[REQUIRED ACTION] Copy each line of the listing that includes "banner".
═════ EXERCISE MATERIALS ═════
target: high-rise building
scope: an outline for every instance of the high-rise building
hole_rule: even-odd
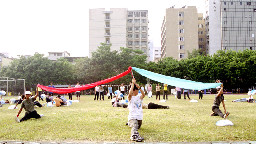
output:
[[[99,8],[89,11],[89,56],[101,43],[111,44],[111,50],[128,47],[148,54],[147,10]]]
[[[256,49],[256,0],[209,1],[209,54]]]
[[[202,13],[198,13],[198,47],[201,54],[206,54],[206,27]]]
[[[154,62],[158,62],[161,59],[161,47],[154,47]]]
[[[161,31],[161,58],[186,58],[199,44],[196,7],[166,9]]]

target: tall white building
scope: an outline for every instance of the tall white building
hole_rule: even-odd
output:
[[[148,54],[148,11],[126,8],[89,10],[89,56],[101,43],[111,44],[111,50],[120,47],[140,49]]]
[[[256,50],[256,0],[209,0],[209,54]]]
[[[161,59],[161,47],[154,47],[154,62]]]

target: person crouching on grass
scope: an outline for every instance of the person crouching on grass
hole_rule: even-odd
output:
[[[34,109],[34,101],[36,100],[36,98],[38,96],[38,87],[36,88],[36,95],[32,96],[32,97],[30,97],[30,96],[31,96],[31,92],[26,91],[25,92],[26,99],[22,101],[18,115],[17,115],[17,117],[15,117],[15,120],[17,122],[22,122],[22,121],[28,120],[30,118],[36,118],[36,119],[41,118],[42,115],[39,115],[37,113],[37,111]],[[25,109],[26,113],[25,113],[25,116],[21,120],[19,120],[18,117],[23,108]]]
[[[144,140],[143,137],[139,135],[138,129],[142,125],[142,100],[145,97],[145,93],[143,90],[140,90],[140,86],[136,84],[135,78],[132,79],[132,85],[128,95],[128,108],[129,115],[128,121],[131,129],[131,137],[132,141],[142,142]]]
[[[218,81],[218,82],[220,82],[220,81]],[[220,103],[223,104],[225,114],[223,114],[219,108]],[[219,89],[218,94],[215,96],[213,106],[212,106],[212,111],[213,111],[213,113],[211,114],[211,116],[220,116],[220,117],[226,119],[229,115],[229,112],[226,111],[226,107],[225,107],[225,103],[224,103],[223,84],[221,84],[221,88]]]

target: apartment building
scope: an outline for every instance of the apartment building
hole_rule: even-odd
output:
[[[161,27],[161,58],[181,60],[198,49],[198,13],[195,6],[168,8]]]
[[[56,61],[59,58],[64,58],[64,57],[70,57],[70,53],[67,51],[64,52],[48,52],[49,56],[48,59],[52,61]]]
[[[209,1],[209,54],[256,49],[256,0]]]
[[[140,49],[148,54],[148,11],[126,8],[89,10],[89,57],[101,43]]]
[[[203,13],[198,13],[198,48],[201,54],[206,54],[206,26],[205,19],[203,17]]]

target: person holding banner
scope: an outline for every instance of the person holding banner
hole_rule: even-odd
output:
[[[139,93],[140,90],[140,93]],[[128,108],[129,115],[128,121],[131,129],[131,137],[132,141],[142,142],[144,140],[143,137],[139,135],[138,129],[142,125],[143,112],[142,112],[142,101],[145,97],[145,93],[141,90],[140,86],[136,84],[135,78],[132,79],[132,85],[129,90],[128,95]]]

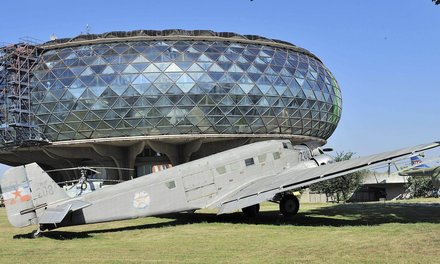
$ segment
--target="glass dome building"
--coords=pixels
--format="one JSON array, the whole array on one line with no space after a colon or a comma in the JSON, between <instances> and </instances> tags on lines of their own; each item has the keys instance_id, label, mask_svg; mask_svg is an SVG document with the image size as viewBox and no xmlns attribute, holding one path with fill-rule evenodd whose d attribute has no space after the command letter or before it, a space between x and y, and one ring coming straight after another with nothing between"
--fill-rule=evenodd
<instances>
[{"instance_id":1,"label":"glass dome building","mask_svg":"<svg viewBox=\"0 0 440 264\"><path fill-rule=\"evenodd\" d=\"M341 117L340 88L320 59L260 36L110 32L53 40L36 54L24 115L37 139L31 148L70 165L111 164L93 156L114 152L131 160L111 157L111 165L133 168L151 150L177 164L270 138L323 145ZM3 106L10 108L11 92L5 94ZM8 119L2 124L18 131ZM23 145L17 134L2 145L5 163L28 161L6 158L11 143L14 151ZM87 158L76 157L78 151Z\"/></svg>"}]
</instances>

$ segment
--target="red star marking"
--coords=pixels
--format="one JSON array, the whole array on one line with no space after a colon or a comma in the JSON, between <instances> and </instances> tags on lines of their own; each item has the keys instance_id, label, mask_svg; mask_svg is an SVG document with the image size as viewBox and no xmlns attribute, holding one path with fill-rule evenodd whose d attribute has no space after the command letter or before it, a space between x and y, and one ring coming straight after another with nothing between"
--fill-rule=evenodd
<instances>
[{"instance_id":1,"label":"red star marking","mask_svg":"<svg viewBox=\"0 0 440 264\"><path fill-rule=\"evenodd\" d=\"M21 191L19 191L18 189L15 192L12 192L12 194L15 196L14 199L21 197Z\"/></svg>"}]
</instances>

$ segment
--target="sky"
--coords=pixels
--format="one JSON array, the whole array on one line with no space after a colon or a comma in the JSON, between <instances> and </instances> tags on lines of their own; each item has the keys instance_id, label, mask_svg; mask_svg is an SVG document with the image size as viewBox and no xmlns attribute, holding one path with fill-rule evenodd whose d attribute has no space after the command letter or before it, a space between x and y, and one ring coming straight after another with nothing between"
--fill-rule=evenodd
<instances>
[{"instance_id":1,"label":"sky","mask_svg":"<svg viewBox=\"0 0 440 264\"><path fill-rule=\"evenodd\" d=\"M440 6L431 0L167 0L2 3L0 44L50 35L210 29L308 49L342 90L326 146L363 156L440 140Z\"/></svg>"}]
</instances>

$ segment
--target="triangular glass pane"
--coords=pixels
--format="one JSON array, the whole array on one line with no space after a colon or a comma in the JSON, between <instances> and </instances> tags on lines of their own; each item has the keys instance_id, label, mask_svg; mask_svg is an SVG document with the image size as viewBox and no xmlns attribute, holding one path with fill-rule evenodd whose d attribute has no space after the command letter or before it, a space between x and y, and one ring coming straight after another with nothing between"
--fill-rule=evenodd
<instances>
[{"instance_id":1,"label":"triangular glass pane","mask_svg":"<svg viewBox=\"0 0 440 264\"><path fill-rule=\"evenodd\" d=\"M123 97L132 97L132 96L139 96L140 93L134 89L131 85L128 86L127 90L122 94Z\"/></svg>"},{"instance_id":2,"label":"triangular glass pane","mask_svg":"<svg viewBox=\"0 0 440 264\"><path fill-rule=\"evenodd\" d=\"M89 87L90 91L96 95L97 97L100 97L101 94L105 91L105 89L107 89L107 87L105 86L93 86L93 87Z\"/></svg>"},{"instance_id":3,"label":"triangular glass pane","mask_svg":"<svg viewBox=\"0 0 440 264\"><path fill-rule=\"evenodd\" d=\"M209 69L209 71L211 71L211 72L224 72L225 70L220 68L220 66L218 66L216 63L213 63L211 68Z\"/></svg>"},{"instance_id":4,"label":"triangular glass pane","mask_svg":"<svg viewBox=\"0 0 440 264\"><path fill-rule=\"evenodd\" d=\"M79 98L84 93L85 89L86 88L77 88L77 89L70 89L69 91L75 98ZM48 93L48 95L49 95L49 93Z\"/></svg>"},{"instance_id":5,"label":"triangular glass pane","mask_svg":"<svg viewBox=\"0 0 440 264\"><path fill-rule=\"evenodd\" d=\"M160 74L159 77L154 81L154 84L158 83L171 83L172 81L166 74Z\"/></svg>"},{"instance_id":6,"label":"triangular glass pane","mask_svg":"<svg viewBox=\"0 0 440 264\"><path fill-rule=\"evenodd\" d=\"M157 68L154 64L150 64L145 70L144 72L150 73L150 72L161 72L161 70L159 70L159 68Z\"/></svg>"},{"instance_id":7,"label":"triangular glass pane","mask_svg":"<svg viewBox=\"0 0 440 264\"><path fill-rule=\"evenodd\" d=\"M80 81L79 79L76 79L71 85L70 85L70 89L77 89L77 88L82 88L82 87L86 87L86 85Z\"/></svg>"},{"instance_id":8,"label":"triangular glass pane","mask_svg":"<svg viewBox=\"0 0 440 264\"><path fill-rule=\"evenodd\" d=\"M173 125L166 119L162 118L159 123L157 123L158 127L172 127Z\"/></svg>"},{"instance_id":9,"label":"triangular glass pane","mask_svg":"<svg viewBox=\"0 0 440 264\"><path fill-rule=\"evenodd\" d=\"M149 65L149 63L136 63L131 66L133 66L138 72L143 72Z\"/></svg>"},{"instance_id":10,"label":"triangular glass pane","mask_svg":"<svg viewBox=\"0 0 440 264\"><path fill-rule=\"evenodd\" d=\"M111 130L113 128L109 124L107 124L106 122L101 121L96 129Z\"/></svg>"},{"instance_id":11,"label":"triangular glass pane","mask_svg":"<svg viewBox=\"0 0 440 264\"><path fill-rule=\"evenodd\" d=\"M173 82L176 82L177 79L182 76L182 72L167 72L165 73Z\"/></svg>"},{"instance_id":12,"label":"triangular glass pane","mask_svg":"<svg viewBox=\"0 0 440 264\"><path fill-rule=\"evenodd\" d=\"M231 60L230 59L228 59L228 58L226 58L224 55L221 55L218 59L217 59L217 61L219 61L219 62L231 62Z\"/></svg>"},{"instance_id":13,"label":"triangular glass pane","mask_svg":"<svg viewBox=\"0 0 440 264\"><path fill-rule=\"evenodd\" d=\"M212 66L211 62L199 62L198 64L205 72Z\"/></svg>"},{"instance_id":14,"label":"triangular glass pane","mask_svg":"<svg viewBox=\"0 0 440 264\"><path fill-rule=\"evenodd\" d=\"M212 59L208 58L205 54L202 54L197 61L201 61L201 62L211 62Z\"/></svg>"},{"instance_id":15,"label":"triangular glass pane","mask_svg":"<svg viewBox=\"0 0 440 264\"><path fill-rule=\"evenodd\" d=\"M170 89L168 89L166 94L182 95L183 92L179 87L177 87L176 85L173 85L173 86L171 86Z\"/></svg>"},{"instance_id":16,"label":"triangular glass pane","mask_svg":"<svg viewBox=\"0 0 440 264\"><path fill-rule=\"evenodd\" d=\"M109 109L110 107L107 105L105 101L98 99L91 107L92 110L101 110L101 109Z\"/></svg>"},{"instance_id":17,"label":"triangular glass pane","mask_svg":"<svg viewBox=\"0 0 440 264\"><path fill-rule=\"evenodd\" d=\"M127 68L125 68L125 70L122 71L122 73L127 73L127 74L130 74L130 73L139 73L139 71L138 71L136 68L134 68L133 66L128 65Z\"/></svg>"},{"instance_id":18,"label":"triangular glass pane","mask_svg":"<svg viewBox=\"0 0 440 264\"><path fill-rule=\"evenodd\" d=\"M223 76L218 81L219 83L235 83L234 79L229 76L229 74L223 74Z\"/></svg>"},{"instance_id":19,"label":"triangular glass pane","mask_svg":"<svg viewBox=\"0 0 440 264\"><path fill-rule=\"evenodd\" d=\"M215 61L220 56L220 53L218 53L218 52L207 52L207 53L204 53L204 55L208 56L211 60Z\"/></svg>"},{"instance_id":20,"label":"triangular glass pane","mask_svg":"<svg viewBox=\"0 0 440 264\"><path fill-rule=\"evenodd\" d=\"M254 88L253 84L238 84L241 89L245 92L248 93L252 88Z\"/></svg>"},{"instance_id":21,"label":"triangular glass pane","mask_svg":"<svg viewBox=\"0 0 440 264\"><path fill-rule=\"evenodd\" d=\"M170 66L166 68L165 72L182 72L182 69L175 63L171 63Z\"/></svg>"},{"instance_id":22,"label":"triangular glass pane","mask_svg":"<svg viewBox=\"0 0 440 264\"><path fill-rule=\"evenodd\" d=\"M159 68L159 70L161 72L165 71L166 68L168 68L170 66L169 62L159 62L159 63L155 63L154 65L156 65L157 68Z\"/></svg>"},{"instance_id":23,"label":"triangular glass pane","mask_svg":"<svg viewBox=\"0 0 440 264\"><path fill-rule=\"evenodd\" d=\"M112 68L115 72L121 73L125 68L127 68L127 64L112 64Z\"/></svg>"},{"instance_id":24,"label":"triangular glass pane","mask_svg":"<svg viewBox=\"0 0 440 264\"><path fill-rule=\"evenodd\" d=\"M148 80L144 75L140 74L136 79L134 79L134 81L132 82L132 84L149 84L150 80Z\"/></svg>"},{"instance_id":25,"label":"triangular glass pane","mask_svg":"<svg viewBox=\"0 0 440 264\"><path fill-rule=\"evenodd\" d=\"M141 96L139 97L139 99L133 104L133 106L137 106L137 107L146 107L146 106L151 106L150 102L148 102L148 100L144 97ZM138 110L136 108L136 110Z\"/></svg>"},{"instance_id":26,"label":"triangular glass pane","mask_svg":"<svg viewBox=\"0 0 440 264\"><path fill-rule=\"evenodd\" d=\"M189 69L187 71L188 72L202 72L204 70L197 63L194 63L193 65L191 65L191 67L189 67Z\"/></svg>"},{"instance_id":27,"label":"triangular glass pane","mask_svg":"<svg viewBox=\"0 0 440 264\"><path fill-rule=\"evenodd\" d=\"M81 94L80 94L81 95ZM70 90L67 90L64 95L61 97L60 100L66 100L66 101L71 101L73 99L76 99L78 97L75 97L72 95L72 93L70 92Z\"/></svg>"},{"instance_id":28,"label":"triangular glass pane","mask_svg":"<svg viewBox=\"0 0 440 264\"><path fill-rule=\"evenodd\" d=\"M122 98L118 98L112 106L113 108L125 108L130 107L130 105Z\"/></svg>"},{"instance_id":29,"label":"triangular glass pane","mask_svg":"<svg viewBox=\"0 0 440 264\"><path fill-rule=\"evenodd\" d=\"M89 89L86 89L84 91L84 93L80 96L79 99L88 99L88 100L90 100L90 99L96 99L96 98L97 98L96 95L94 95Z\"/></svg>"},{"instance_id":30,"label":"triangular glass pane","mask_svg":"<svg viewBox=\"0 0 440 264\"><path fill-rule=\"evenodd\" d=\"M107 87L101 95L102 97L115 97L118 96L110 87Z\"/></svg>"},{"instance_id":31,"label":"triangular glass pane","mask_svg":"<svg viewBox=\"0 0 440 264\"><path fill-rule=\"evenodd\" d=\"M154 105L155 106L172 106L174 104L168 99L168 97L162 96Z\"/></svg>"},{"instance_id":32,"label":"triangular glass pane","mask_svg":"<svg viewBox=\"0 0 440 264\"><path fill-rule=\"evenodd\" d=\"M160 73L144 73L144 76L150 81L150 82L154 82L157 77L159 77L159 75L161 75Z\"/></svg>"},{"instance_id":33,"label":"triangular glass pane","mask_svg":"<svg viewBox=\"0 0 440 264\"><path fill-rule=\"evenodd\" d=\"M115 71L110 66L105 67L105 69L102 71L102 74L113 74L113 73L115 73Z\"/></svg>"},{"instance_id":34,"label":"triangular glass pane","mask_svg":"<svg viewBox=\"0 0 440 264\"><path fill-rule=\"evenodd\" d=\"M175 63L183 71L188 70L188 68L191 67L191 65L193 65L193 62L190 61L176 61Z\"/></svg>"},{"instance_id":35,"label":"triangular glass pane","mask_svg":"<svg viewBox=\"0 0 440 264\"><path fill-rule=\"evenodd\" d=\"M236 64L232 64L228 70L229 72L243 72L243 70L238 67Z\"/></svg>"},{"instance_id":36,"label":"triangular glass pane","mask_svg":"<svg viewBox=\"0 0 440 264\"><path fill-rule=\"evenodd\" d=\"M147 58L145 58L145 57L142 56L142 55L138 55L138 56L136 57L136 59L133 60L132 63L148 63L148 62L150 62L150 61L147 60Z\"/></svg>"},{"instance_id":37,"label":"triangular glass pane","mask_svg":"<svg viewBox=\"0 0 440 264\"><path fill-rule=\"evenodd\" d=\"M104 69L106 68L105 65L92 65L90 66L90 68L96 73L96 74L101 74Z\"/></svg>"},{"instance_id":38,"label":"triangular glass pane","mask_svg":"<svg viewBox=\"0 0 440 264\"><path fill-rule=\"evenodd\" d=\"M85 69L86 67L82 66L82 67L72 67L70 68L70 70L73 72L73 74L75 74L76 76L79 76Z\"/></svg>"},{"instance_id":39,"label":"triangular glass pane","mask_svg":"<svg viewBox=\"0 0 440 264\"><path fill-rule=\"evenodd\" d=\"M269 106L269 102L267 101L266 97L262 97L257 105L258 106Z\"/></svg>"},{"instance_id":40,"label":"triangular glass pane","mask_svg":"<svg viewBox=\"0 0 440 264\"><path fill-rule=\"evenodd\" d=\"M179 106L193 106L194 102L189 99L187 96L183 96L183 98L177 103Z\"/></svg>"},{"instance_id":41,"label":"triangular glass pane","mask_svg":"<svg viewBox=\"0 0 440 264\"><path fill-rule=\"evenodd\" d=\"M242 95L242 94L245 94L245 93L243 92L243 90L241 89L240 86L234 85L234 87L232 87L232 89L229 91L229 94L239 94L239 95Z\"/></svg>"},{"instance_id":42,"label":"triangular glass pane","mask_svg":"<svg viewBox=\"0 0 440 264\"><path fill-rule=\"evenodd\" d=\"M82 73L81 76L89 76L95 74L90 67L87 67Z\"/></svg>"}]
</instances>

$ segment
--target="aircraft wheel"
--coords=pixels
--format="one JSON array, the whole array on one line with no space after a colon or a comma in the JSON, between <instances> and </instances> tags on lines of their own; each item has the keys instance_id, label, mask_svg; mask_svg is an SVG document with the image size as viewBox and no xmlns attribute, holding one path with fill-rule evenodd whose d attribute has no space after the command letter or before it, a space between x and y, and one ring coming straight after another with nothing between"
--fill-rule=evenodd
<instances>
[{"instance_id":1,"label":"aircraft wheel","mask_svg":"<svg viewBox=\"0 0 440 264\"><path fill-rule=\"evenodd\" d=\"M32 231L32 237L33 237L33 238L41 237L41 235L42 235L42 232L41 232L40 229L37 229L37 230Z\"/></svg>"},{"instance_id":2,"label":"aircraft wheel","mask_svg":"<svg viewBox=\"0 0 440 264\"><path fill-rule=\"evenodd\" d=\"M299 201L295 195L284 195L280 201L280 211L284 217L292 217L298 213Z\"/></svg>"},{"instance_id":3,"label":"aircraft wheel","mask_svg":"<svg viewBox=\"0 0 440 264\"><path fill-rule=\"evenodd\" d=\"M243 214L246 217L256 217L258 212L260 212L260 204L254 204L248 207L241 208Z\"/></svg>"}]
</instances>

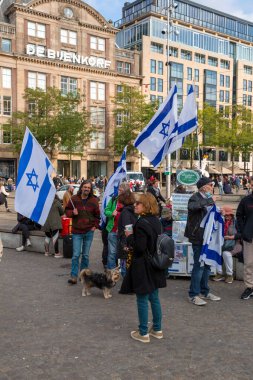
═════
[COMPLETED TASK]
target: person holding banner
scope: an outline for every instance of the person holding banner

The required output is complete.